*Given instruction*
Print every one of the records below word for word, leaving the pictures out.

-- START Records --

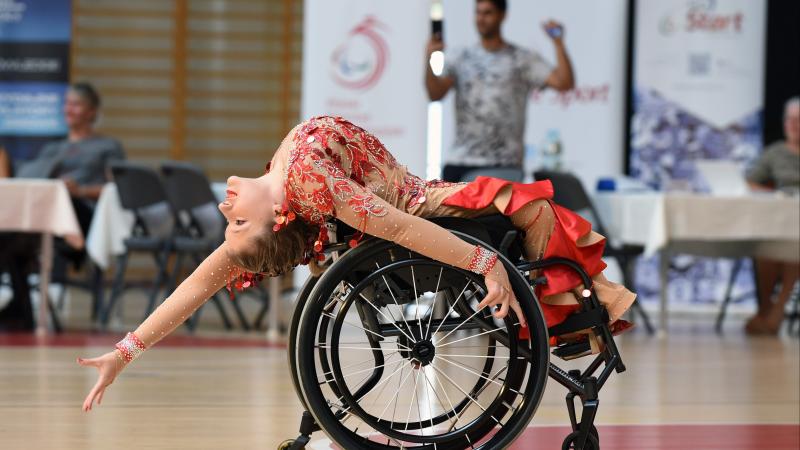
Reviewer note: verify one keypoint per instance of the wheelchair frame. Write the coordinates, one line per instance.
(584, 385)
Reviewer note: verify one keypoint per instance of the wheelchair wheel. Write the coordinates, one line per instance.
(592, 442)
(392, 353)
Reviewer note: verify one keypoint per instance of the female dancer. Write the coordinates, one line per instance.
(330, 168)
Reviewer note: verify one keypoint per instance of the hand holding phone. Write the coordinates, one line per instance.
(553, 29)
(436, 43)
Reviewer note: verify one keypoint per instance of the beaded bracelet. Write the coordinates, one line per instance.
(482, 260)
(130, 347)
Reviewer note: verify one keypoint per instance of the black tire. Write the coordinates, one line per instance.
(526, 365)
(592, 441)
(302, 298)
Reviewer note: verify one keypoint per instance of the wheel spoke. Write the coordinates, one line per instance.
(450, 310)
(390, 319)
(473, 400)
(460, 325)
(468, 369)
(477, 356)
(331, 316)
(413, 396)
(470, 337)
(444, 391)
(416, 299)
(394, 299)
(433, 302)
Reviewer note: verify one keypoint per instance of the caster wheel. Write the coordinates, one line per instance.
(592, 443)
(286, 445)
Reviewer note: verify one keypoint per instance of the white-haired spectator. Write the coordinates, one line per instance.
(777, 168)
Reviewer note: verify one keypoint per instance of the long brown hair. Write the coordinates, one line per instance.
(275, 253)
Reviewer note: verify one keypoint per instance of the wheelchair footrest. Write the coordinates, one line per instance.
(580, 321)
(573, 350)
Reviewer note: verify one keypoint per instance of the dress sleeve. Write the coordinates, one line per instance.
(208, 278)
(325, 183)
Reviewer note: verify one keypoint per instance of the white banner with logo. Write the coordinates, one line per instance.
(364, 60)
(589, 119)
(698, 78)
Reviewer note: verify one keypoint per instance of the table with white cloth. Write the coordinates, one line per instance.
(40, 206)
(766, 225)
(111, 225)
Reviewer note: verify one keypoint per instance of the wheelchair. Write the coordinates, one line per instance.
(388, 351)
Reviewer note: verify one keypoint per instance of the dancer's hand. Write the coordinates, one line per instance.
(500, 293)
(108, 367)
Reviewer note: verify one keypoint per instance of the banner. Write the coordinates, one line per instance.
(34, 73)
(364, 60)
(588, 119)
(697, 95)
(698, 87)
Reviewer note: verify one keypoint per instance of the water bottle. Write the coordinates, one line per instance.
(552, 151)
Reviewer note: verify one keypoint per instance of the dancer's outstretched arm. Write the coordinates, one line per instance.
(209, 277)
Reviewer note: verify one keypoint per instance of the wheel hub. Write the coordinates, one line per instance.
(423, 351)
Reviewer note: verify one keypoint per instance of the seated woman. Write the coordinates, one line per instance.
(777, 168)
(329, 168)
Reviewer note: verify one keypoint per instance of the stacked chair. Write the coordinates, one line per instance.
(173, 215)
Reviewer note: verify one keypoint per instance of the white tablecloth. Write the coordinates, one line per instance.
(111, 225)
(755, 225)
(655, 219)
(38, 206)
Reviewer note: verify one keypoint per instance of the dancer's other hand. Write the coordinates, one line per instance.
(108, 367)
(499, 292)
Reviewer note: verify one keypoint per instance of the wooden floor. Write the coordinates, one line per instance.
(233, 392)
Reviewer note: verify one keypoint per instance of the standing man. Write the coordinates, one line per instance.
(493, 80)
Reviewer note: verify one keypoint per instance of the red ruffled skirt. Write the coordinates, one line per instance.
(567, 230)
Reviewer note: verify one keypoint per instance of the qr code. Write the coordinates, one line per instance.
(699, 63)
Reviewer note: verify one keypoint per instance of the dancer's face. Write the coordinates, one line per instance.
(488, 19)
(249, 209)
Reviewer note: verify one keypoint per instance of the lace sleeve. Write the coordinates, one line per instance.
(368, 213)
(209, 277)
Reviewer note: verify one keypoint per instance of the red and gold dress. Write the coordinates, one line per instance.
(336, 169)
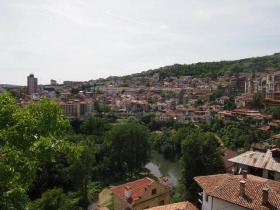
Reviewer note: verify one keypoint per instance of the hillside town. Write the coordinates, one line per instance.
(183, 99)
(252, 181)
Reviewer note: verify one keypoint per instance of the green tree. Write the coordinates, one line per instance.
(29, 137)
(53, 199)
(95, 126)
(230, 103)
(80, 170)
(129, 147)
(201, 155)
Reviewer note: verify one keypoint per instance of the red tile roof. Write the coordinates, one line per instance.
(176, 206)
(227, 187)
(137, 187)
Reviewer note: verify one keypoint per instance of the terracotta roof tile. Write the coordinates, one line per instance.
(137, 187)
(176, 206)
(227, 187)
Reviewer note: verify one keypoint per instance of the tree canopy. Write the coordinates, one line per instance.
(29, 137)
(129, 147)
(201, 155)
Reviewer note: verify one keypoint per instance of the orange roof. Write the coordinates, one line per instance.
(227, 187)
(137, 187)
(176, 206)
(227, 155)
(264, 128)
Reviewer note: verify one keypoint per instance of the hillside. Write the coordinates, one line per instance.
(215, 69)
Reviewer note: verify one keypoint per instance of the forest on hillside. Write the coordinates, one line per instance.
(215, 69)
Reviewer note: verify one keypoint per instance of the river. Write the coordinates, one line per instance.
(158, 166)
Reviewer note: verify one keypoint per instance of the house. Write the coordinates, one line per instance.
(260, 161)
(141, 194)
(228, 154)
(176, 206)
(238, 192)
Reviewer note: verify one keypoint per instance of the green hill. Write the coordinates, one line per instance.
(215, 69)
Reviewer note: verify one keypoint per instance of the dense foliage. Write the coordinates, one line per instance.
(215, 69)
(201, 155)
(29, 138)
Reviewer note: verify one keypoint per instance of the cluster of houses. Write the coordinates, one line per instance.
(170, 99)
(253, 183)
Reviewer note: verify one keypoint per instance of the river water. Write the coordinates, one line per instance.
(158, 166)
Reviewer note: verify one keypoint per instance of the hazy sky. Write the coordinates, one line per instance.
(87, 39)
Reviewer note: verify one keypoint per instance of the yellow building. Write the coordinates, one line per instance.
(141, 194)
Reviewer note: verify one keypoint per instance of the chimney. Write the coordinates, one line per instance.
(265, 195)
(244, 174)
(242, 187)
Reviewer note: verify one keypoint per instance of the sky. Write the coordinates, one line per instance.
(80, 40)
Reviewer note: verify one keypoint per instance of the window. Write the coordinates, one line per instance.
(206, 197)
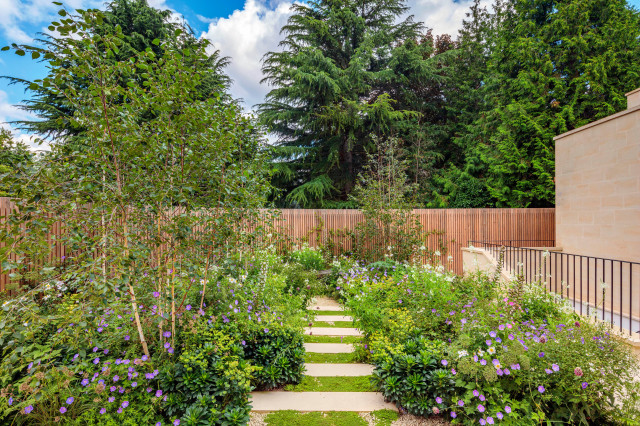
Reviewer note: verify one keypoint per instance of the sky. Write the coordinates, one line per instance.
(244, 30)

-- END Records --

*Expected output*
Reviewer note: verify one keypoint per instance of the wheelchair frame. Write the coordinates, one line per instance.
(584, 385)
Reviewer note: verify one keypoint per instance of the wheelchair wheel. Write the coordinates, one line per instance.
(592, 442)
(392, 353)
Reviewer note: verify one keypoint per instance of the female dancer. Write the coordinates, one line per instance.
(330, 168)
Reviewer note: verify one keypoint per instance of the hand holding phone. Write the coordinates, one line per instance.
(553, 29)
(436, 43)
Reviewer note: verify one keypoint per instance of the beaded bracelet. Write the coordinates, one line per instance.
(482, 260)
(130, 347)
Reviewer note: verify one keypoint per instance of the black tire. Write the coordinates, one line per instance.
(526, 365)
(592, 441)
(302, 298)
Reviewer note: verify one keypoint per instance of the wheel spoke. Write the coordinates, one line per instance.
(450, 310)
(390, 319)
(473, 400)
(460, 325)
(468, 369)
(477, 356)
(331, 316)
(413, 396)
(470, 337)
(444, 391)
(416, 299)
(394, 299)
(433, 302)
Reviewer note: verify one keypoint per instance of the caster wheel. Write the coordinates, one line per instance.
(592, 443)
(286, 445)
Reviewer note: verify one keypoint per instance of the white-haired spectator. Write the coordinates, one line per instance.
(777, 168)
Reviewer note: verify one keypoint per instance of the long brown hair. Write the coordinates, one line per instance.
(275, 253)
Reviewer note: verify one keypoint per instance of the wheelchair footrest. Write the coordinates, one line per instance.
(580, 321)
(573, 350)
Reviewer note: verify one keypoint per instance of the dress sleeve. Write the coordinates, one line per instance.
(208, 278)
(325, 183)
Reviewer note: verify one keypoint per instance of the white banner with logo. Write the coordinates, one line per instance.
(364, 60)
(589, 119)
(698, 78)
Reviewer note: verify one keypoint per instance of the table with white cloth. Write the coordinates, one line per instance.
(40, 206)
(766, 225)
(111, 225)
Reviewer note: verify one keypoint per instance of the wheelchair. Write the coordinates, one line per instance.
(388, 351)
Reviewer note: verify one keypoint per instance of the dancer's hand. Write the coordinates, one line per instance.
(500, 293)
(108, 367)
Reviewer note: verify one keypoint per instance of the banner. Write the coordinates, one line per instance.
(34, 73)
(364, 60)
(588, 119)
(697, 95)
(698, 87)
Reviewer note: verify one keypoint per instance of the water bottle. Write the coordinates, one line per instance.
(552, 151)
Reviewer note: verify one keypoint per instance of the dancer's outstretched arm. Write the coordinates, one line per instance.
(209, 277)
Reviewer note: verify one keypoint per instance of the wheel hub. Write the coordinates, one line per instance.
(423, 351)
Reviewer note: verify one keypoint per instance of the seated woman. Write the coordinates, one line per instance.
(777, 168)
(329, 168)
Reviewer note: verify one keypoint per instance of the stacked chair. Write the coordinates, one line per instance.
(173, 215)
Reviewer note: verify one keypoint per instance of the white tablecloth. Write the coordinates, one line per instance.
(111, 225)
(755, 225)
(655, 219)
(38, 206)
Reviewer note: verify one keypoint per instance of the dancer's other hand. Write the coordinates, one line per instance.
(108, 367)
(499, 292)
Reviewer note: verify one keypoint per instance of the wooden floor. Write the coordinates, one line per instance.
(233, 392)
Reviewer note: verify one keypoint per instance of the standing man. Write the coordinates, one line per instance.
(493, 80)
Reviewer note: verify one keypoint per instance of the red ruffled skirt. Write the coordinates, one line per instance.
(567, 230)
Reviewer note: verify one keypoint per instance of the qr code. Write the coordinates, one line per instance.
(699, 63)
Reviewer note: verify one keypoint per instance of the dancer's face. Write the coordinates, one line per instance.
(488, 19)
(249, 209)
Reviewer note: verify one keypoint per instance of the lace sleeve. Write the coordinates, one line per instance.
(368, 213)
(209, 277)
Reviewer note: verify one keypoint per instance of the red and gold dress. Write the coordinates, one line per instance.
(336, 169)
Reviewer note: verify one keypoint per instance of the hillside town. Write the coordinates, one line per instance.
(183, 99)
(252, 181)
Reviewer note: verify one keypoint per instance of the green tree. Write the coordinates, one line per instance.
(29, 137)
(53, 199)
(95, 126)
(230, 103)
(80, 170)
(129, 147)
(201, 155)
Reviewer note: verify one keypoint per instance of the red tile roof. Write the coordinates, one line per instance.
(176, 206)
(227, 187)
(137, 187)
Reviewer note: verify one keypoint per instance of the terracotta roof tile. Write the coordinates, one line per instance.
(137, 187)
(176, 206)
(227, 187)
Reviewer note: verify one keypoint per instance of the tree canopy. Write the coordinates, one line per instance.
(29, 137)
(129, 147)
(201, 155)
Reviewer note: verify one keypoint per instance of the orange roof. Write the coordinates, one line per instance.
(227, 187)
(137, 187)
(176, 206)
(227, 155)
(264, 128)
Reviewer note: verify one keypoint per instance of the hillside. Write the coordinates, one line per instance.
(215, 69)
Reviewer note: verify one keypoint per instance of the forest on hillside. Write the coordinates, one line per instance.
(215, 69)
Reviewer note: verify one keypoint per instance of the river. Write the coordinates, one line per instance.
(158, 166)
Reviewer note: verify one keypoint per instance of the house. Write the coordinates, one line per instance.
(260, 161)
(141, 194)
(228, 154)
(176, 206)
(238, 192)
Reviewer note: verify one keypoint per instance of the green hill. Write the coordinates, one line per instance.
(215, 69)
Reviewer note: verify one keypoint per instance of the dense foliage. Write the coordinates, one line per instance.
(215, 69)
(201, 155)
(29, 138)
Reviewer note: verify one keypoint per instance of the cluster of houses. Write the coordinates, one line per instance.
(170, 99)
(253, 183)
Reviewer note: verify one keypoint per instance of the river water. Write the coordinates, one line per instance.
(158, 166)
Reviewer note: verify one keypoint per instance of the hazy sky. Write the coordinates, one line per instance.
(87, 39)
Reviewer note: verify one keypoint per instance of the yellow building. Write the coordinates, one line per instance.
(141, 194)
Reviewer note: verify one keypoint per instance of the chimney. Write the coordinates, one line per instance.
(265, 195)
(244, 174)
(242, 187)
Reviewer note: verify one keypoint per instance of the sky. Write the coordinates, one line per instance.
(80, 40)
Reviewer note: verify one keypoint per instance of the window. Write the coordinates, one line per instance.
(206, 197)
Reviewer note: verify one keypoint per instance of the sky. Write the coordinates, one line per instance.
(244, 30)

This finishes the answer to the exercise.